TEXT PASSAGE:
# Aero TT



## tone22 (Jan 5, 2010)

New to this site as of today, but have been looking at BD and interested in getting the Mercier aero tt and was wondering if anybody out there has one? What are your opinions in it? Looking for a good inexpensive ride to log some miles on to be ready for Northstar dh'ong this summer. Also looking at the kestrel evoke sl but the price is a bit steep even at 50% off msrp.


----------



## tone22 (Jan 5, 2010)

Ordered the bike on 01/21, and to my suprise it shipped out on 1/22, and delivery is scheduled for 01/28. Was not expecting to recieve it so soon, especially from an online dealer.


----------



## tone22 (Jan 5, 2010)

DATASET EXCERPT:
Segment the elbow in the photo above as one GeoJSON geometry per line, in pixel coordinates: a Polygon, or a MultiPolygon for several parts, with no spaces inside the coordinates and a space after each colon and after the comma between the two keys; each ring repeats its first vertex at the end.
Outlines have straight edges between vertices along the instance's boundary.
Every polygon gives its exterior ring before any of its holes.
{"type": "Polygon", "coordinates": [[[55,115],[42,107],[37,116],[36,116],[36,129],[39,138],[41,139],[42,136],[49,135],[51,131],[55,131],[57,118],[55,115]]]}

WHAT TO PRODUCE: Carry the forum thread about the Mercier Aero TT forward from its last line. You won't need the material for this.

TASK RESULT:
Ok after getting the bike together and dialing it in on 01/28 and making a few neighborhood laps it was ready for sat. First thing i noticed is that this bike is alot lighter than i thought it would be, and being 6'4" and 255lbs this frame is very stiff. The stock bars have quite a bit of flex and the shimano 105/ultegra group leaves something to be desired, mainly the front derailer. None of the issues are a big deal because sram group will be added and stem and bars will be the second upgrade. Highly recommend a carbon fiber seatpost for it, got one at coloradocyclist.com, fsa sl-k for $59 bucks. All in all, after a 40 mile ride i am happy with my purchase, the frame alone made it worth the money for me. Pleasently suprised


----------



## Solearas (Nov 6, 2009)

6'4 255 and you mention flex?  

Signed, 

Former 255'er

Congrats on your purchase.


----------



## tone22 (Jan 5, 2010)

I thought that was funny also. Can't expect too much. Its not as fun to ride as my intense m1 dh bike yet. But it will be when I get it all done.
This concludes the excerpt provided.